- _Your goal_
Will you transcribe the entries that follow, exactly and in full?

- _Supplied information_
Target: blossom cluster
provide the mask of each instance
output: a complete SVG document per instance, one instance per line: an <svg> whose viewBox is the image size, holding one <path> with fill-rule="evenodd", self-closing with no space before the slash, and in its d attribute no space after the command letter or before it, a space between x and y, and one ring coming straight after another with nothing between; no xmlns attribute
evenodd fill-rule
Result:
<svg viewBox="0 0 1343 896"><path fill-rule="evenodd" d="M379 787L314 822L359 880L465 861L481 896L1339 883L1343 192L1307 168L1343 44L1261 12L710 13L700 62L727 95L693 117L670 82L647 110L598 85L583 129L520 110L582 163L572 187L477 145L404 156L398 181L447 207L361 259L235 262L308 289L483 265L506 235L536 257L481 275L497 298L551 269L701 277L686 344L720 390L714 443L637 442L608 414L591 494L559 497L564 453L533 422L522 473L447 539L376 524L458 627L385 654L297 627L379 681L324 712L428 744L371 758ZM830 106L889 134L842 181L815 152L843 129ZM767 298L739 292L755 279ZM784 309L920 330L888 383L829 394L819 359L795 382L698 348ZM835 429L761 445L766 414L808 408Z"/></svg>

- _Solution to the problem_
Target: blossom cluster
provide the mask of each instance
output: a complete SVG document per instance, one instance per line: an <svg> whose viewBox is the image size, holding one <path> with fill-rule="evenodd", self-closing with no space before the slash, and in its d attribute no space after the command letter or before it, a space between x and y, and one ring coming straight after another with nothing between; no xmlns attribute
evenodd fill-rule
Result:
<svg viewBox="0 0 1343 896"><path fill-rule="evenodd" d="M379 787L314 822L359 880L465 861L481 896L1339 883L1343 192L1307 168L1343 44L1261 12L710 13L700 62L727 95L693 117L670 82L647 110L598 85L583 129L520 110L582 163L572 187L477 145L404 156L398 181L447 207L361 259L235 262L308 289L483 265L506 235L536 257L481 275L497 298L551 269L701 277L686 344L720 390L714 443L637 442L608 414L591 494L559 497L564 453L533 422L522 473L447 539L376 524L458 627L385 654L297 627L379 681L324 712L428 744L371 758ZM830 106L889 134L842 181L815 152L843 129ZM767 298L739 292L755 279ZM784 309L920 330L888 383L829 394L819 359L795 382L698 348ZM835 429L761 445L766 414L808 408Z"/></svg>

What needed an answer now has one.